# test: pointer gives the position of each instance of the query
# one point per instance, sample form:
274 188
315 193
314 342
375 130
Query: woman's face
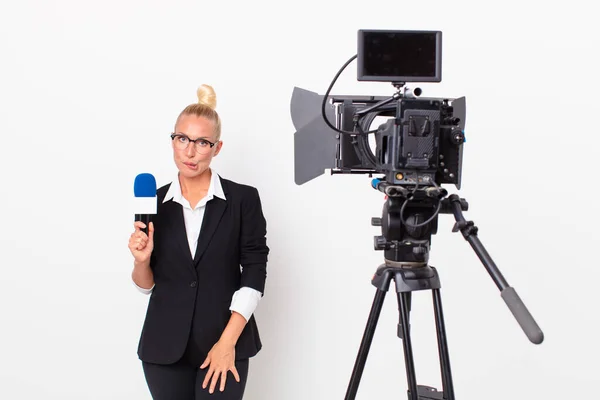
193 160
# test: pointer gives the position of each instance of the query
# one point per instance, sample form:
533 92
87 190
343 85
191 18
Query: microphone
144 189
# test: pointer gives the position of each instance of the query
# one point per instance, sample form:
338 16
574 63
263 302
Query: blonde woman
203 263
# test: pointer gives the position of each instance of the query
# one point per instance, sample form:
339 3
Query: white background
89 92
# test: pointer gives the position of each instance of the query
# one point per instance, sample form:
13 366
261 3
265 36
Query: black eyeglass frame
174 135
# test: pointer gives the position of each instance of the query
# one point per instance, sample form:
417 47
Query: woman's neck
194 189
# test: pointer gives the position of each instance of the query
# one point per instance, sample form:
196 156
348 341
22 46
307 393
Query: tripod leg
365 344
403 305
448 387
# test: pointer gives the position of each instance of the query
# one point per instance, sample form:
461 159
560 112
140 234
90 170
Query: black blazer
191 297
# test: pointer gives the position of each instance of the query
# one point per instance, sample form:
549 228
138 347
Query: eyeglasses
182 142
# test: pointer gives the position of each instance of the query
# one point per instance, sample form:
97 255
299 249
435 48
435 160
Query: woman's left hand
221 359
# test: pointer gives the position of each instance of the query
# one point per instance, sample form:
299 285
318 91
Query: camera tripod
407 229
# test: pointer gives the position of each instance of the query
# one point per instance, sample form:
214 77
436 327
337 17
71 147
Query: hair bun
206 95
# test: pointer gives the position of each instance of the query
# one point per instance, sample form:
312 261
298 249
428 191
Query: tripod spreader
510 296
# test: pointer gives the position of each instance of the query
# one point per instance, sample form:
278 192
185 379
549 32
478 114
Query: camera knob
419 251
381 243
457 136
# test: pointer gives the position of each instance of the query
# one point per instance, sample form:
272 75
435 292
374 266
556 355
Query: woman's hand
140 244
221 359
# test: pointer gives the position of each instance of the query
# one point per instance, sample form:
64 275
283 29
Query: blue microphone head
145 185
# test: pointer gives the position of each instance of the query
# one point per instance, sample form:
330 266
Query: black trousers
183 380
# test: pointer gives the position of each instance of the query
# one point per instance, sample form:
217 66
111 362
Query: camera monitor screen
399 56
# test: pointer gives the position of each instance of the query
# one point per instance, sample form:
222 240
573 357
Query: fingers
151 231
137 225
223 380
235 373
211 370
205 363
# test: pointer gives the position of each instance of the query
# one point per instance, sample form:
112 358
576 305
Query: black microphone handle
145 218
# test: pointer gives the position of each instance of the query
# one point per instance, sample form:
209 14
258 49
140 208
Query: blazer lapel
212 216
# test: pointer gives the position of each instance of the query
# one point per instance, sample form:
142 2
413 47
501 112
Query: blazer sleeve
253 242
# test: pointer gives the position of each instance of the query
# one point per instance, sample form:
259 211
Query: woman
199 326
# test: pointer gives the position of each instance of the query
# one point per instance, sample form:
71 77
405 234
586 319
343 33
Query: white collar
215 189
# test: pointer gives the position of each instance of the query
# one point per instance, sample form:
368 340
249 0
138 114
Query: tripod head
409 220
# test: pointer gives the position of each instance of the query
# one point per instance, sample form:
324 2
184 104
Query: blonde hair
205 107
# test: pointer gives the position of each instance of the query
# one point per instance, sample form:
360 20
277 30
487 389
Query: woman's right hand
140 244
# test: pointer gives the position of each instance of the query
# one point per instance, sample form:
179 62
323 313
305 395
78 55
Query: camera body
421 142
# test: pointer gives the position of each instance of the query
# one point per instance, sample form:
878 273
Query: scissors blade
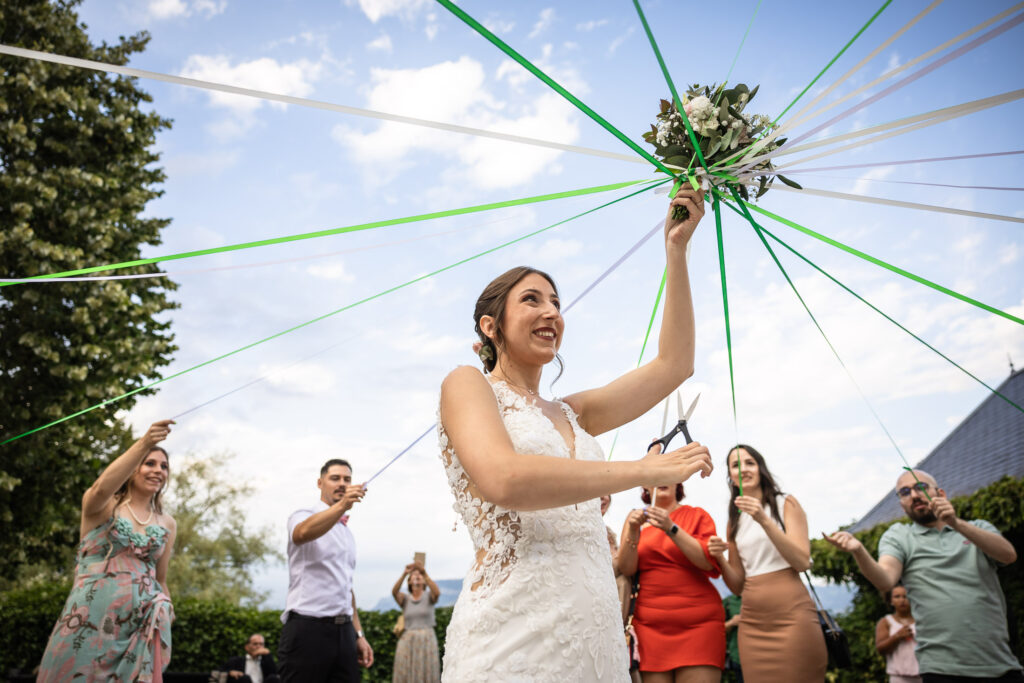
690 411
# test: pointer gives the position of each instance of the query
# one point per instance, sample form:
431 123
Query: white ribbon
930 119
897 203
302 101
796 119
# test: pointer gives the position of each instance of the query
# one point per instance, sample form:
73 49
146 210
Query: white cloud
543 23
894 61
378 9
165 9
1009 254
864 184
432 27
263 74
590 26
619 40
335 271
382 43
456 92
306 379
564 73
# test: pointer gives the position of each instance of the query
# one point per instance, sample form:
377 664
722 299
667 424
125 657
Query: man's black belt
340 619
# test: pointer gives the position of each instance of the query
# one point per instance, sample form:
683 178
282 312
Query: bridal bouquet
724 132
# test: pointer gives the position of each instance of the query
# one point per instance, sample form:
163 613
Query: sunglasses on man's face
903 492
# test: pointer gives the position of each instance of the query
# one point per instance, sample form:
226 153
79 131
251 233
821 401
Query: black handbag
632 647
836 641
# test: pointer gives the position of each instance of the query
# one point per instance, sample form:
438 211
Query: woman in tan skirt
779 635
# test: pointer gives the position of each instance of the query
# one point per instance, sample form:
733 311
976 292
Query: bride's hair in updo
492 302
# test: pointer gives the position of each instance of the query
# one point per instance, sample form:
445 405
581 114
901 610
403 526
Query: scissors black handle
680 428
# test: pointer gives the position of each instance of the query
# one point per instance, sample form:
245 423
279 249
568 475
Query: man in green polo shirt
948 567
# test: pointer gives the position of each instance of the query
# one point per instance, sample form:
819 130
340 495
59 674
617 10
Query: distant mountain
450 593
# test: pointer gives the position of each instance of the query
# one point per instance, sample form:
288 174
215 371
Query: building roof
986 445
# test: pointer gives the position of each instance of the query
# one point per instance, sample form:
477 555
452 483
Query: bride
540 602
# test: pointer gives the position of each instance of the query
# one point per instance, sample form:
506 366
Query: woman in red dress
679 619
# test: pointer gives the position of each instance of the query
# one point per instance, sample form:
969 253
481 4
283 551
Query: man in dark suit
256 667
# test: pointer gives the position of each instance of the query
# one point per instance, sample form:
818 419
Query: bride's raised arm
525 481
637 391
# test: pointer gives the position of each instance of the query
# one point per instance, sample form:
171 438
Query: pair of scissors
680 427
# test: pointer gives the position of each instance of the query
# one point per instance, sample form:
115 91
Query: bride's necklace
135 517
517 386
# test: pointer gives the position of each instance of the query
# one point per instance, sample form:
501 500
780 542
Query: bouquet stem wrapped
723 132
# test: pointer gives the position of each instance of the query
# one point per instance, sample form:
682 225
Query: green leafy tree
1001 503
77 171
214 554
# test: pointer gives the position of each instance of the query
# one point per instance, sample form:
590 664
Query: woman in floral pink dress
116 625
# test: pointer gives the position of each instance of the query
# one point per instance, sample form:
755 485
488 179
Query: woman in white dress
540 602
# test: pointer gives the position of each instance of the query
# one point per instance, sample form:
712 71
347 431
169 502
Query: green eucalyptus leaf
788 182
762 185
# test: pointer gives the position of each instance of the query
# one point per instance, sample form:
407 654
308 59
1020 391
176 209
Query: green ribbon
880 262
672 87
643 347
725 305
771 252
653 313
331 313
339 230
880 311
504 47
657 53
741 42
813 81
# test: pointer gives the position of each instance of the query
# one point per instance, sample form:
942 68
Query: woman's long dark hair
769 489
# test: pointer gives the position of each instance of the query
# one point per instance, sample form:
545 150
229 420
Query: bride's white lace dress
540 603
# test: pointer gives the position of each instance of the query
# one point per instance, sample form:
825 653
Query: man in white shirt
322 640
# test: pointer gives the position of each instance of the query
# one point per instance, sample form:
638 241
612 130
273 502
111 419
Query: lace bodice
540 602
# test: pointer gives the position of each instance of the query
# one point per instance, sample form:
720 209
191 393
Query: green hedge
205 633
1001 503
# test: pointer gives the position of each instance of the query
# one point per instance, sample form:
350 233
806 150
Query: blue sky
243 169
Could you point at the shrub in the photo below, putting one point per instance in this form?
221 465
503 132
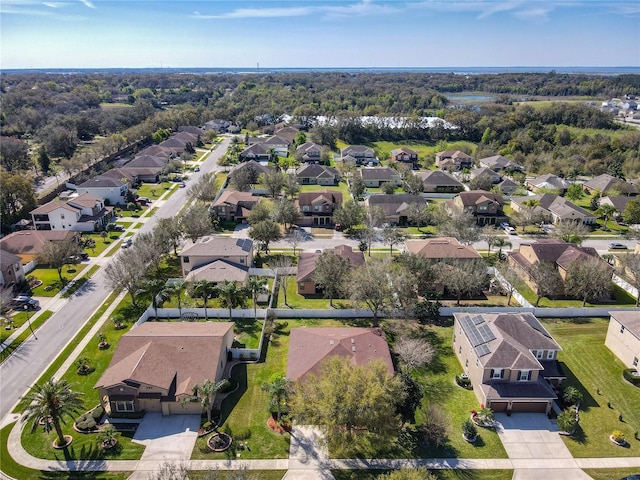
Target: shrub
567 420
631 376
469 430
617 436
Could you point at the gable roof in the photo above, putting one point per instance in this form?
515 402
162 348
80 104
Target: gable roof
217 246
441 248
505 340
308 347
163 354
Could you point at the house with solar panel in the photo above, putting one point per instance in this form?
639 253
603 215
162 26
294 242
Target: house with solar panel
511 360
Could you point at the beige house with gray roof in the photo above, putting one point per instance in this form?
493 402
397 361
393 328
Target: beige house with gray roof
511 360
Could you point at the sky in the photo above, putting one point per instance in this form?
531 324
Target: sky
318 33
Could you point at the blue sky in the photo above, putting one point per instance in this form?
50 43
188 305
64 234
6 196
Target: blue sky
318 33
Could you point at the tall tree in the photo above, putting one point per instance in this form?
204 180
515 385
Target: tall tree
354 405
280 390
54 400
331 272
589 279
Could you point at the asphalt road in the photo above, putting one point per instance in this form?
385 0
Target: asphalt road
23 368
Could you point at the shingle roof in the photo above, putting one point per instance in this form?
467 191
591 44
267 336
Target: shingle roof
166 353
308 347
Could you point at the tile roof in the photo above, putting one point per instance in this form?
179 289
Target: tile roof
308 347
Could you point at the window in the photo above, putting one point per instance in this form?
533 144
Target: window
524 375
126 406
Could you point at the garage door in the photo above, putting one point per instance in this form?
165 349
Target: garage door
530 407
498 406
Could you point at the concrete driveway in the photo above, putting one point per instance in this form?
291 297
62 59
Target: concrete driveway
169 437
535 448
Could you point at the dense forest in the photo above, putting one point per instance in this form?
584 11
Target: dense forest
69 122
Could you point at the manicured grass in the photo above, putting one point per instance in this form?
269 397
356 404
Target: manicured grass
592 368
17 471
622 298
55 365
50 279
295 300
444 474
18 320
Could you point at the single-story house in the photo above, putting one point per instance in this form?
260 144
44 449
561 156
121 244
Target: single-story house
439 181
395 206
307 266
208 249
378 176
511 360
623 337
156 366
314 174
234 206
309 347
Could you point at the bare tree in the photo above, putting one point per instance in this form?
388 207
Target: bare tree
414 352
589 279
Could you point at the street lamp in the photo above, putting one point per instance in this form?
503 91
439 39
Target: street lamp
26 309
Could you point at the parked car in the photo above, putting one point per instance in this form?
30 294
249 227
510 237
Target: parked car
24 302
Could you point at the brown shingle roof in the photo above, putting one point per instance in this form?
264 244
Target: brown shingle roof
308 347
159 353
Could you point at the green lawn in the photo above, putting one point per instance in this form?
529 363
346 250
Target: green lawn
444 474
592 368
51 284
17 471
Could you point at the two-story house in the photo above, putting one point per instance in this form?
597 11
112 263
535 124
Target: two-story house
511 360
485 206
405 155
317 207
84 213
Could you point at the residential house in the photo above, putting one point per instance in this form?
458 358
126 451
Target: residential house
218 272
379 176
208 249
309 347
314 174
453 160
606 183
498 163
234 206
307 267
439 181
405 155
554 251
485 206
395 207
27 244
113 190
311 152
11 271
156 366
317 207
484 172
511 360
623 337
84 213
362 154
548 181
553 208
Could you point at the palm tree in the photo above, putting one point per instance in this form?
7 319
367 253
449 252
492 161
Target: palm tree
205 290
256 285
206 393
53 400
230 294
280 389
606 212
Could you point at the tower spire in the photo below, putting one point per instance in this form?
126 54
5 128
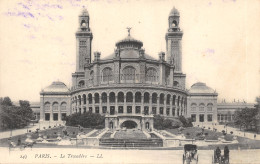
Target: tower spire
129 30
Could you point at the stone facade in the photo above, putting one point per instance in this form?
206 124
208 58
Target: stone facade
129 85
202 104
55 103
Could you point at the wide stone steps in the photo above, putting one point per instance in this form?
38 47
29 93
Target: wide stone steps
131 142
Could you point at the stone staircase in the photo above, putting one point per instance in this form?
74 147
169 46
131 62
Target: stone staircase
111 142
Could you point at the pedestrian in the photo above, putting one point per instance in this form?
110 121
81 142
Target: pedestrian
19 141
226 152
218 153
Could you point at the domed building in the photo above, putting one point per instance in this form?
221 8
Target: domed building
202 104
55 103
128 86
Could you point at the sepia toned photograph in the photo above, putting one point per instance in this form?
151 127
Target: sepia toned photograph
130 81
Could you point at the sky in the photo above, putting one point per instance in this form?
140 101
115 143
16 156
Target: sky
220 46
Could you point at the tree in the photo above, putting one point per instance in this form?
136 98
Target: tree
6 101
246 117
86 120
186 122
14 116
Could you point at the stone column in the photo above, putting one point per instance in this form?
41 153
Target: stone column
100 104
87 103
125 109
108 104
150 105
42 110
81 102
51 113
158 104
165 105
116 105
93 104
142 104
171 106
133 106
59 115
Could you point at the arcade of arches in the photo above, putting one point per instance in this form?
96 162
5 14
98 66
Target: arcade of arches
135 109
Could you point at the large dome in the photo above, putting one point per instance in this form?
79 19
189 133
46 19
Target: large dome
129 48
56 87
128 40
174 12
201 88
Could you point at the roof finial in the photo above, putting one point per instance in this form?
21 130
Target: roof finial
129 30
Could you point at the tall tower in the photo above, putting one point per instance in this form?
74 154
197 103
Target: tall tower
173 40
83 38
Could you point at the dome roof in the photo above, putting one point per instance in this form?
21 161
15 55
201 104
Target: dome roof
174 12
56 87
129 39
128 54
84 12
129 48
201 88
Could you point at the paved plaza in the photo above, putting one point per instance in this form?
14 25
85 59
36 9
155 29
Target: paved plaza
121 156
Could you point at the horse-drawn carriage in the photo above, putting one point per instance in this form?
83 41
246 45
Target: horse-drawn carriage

====================

> **WHAT TO DO**:
From the data above, retype only the lines starting with the line with "Query: green hedge" and going on through the line with "Could you point at the tile", exactly, leaving out the pictures.

> **RESULT OF THE EXERCISE**:
Query: green hedge
205 633
1001 503
# test: pointer gives the position of each instance of the query
# one point per instance, sample form:
350 233
806 150
Query: blue sky
243 169
Could you point at the shrub in the photo below, putting one point per instance in this form?
221 465
503 132
Target: shrub
567 420
631 376
469 430
617 436
Could you point at the gable roof in the photo above, putting one point per instance in this form?
515 402
162 348
80 104
Target: gable roof
217 246
441 248
505 340
308 347
163 354
Could you point at the house with solar panel in the photo above, putting one point per instance in this form?
639 253
603 215
162 26
294 242
Target: house with solar panel
511 360
Could you point at the beige house with gray roof in the photo above, putting one point per instance in this form?
493 402
397 361
393 328
Target: beige house with gray roof
511 360
Could you point at the sky in the photo above, putting one point per instance in this form?
531 324
Target: sky
318 33
Could you point at the blue sky in the photo above, putting one point per instance in this form?
50 43
188 305
64 234
6 196
Target: blue sky
318 33
Could you point at the tall tree in the photo above, putting one point per instance in this form?
204 180
515 385
Target: tall tree
354 405
280 390
54 400
331 272
589 279
Could you point at the asphalt road in the photo above, putting one point per instance in this form?
385 0
Target: asphalt road
23 368
Could you point at the shingle roof in the photo above, putting one point per instance in this form?
467 191
591 44
267 336
Target: shingle roof
166 353
308 347
Could you point at the tile roof in the photo above, putting one point per instance in this form?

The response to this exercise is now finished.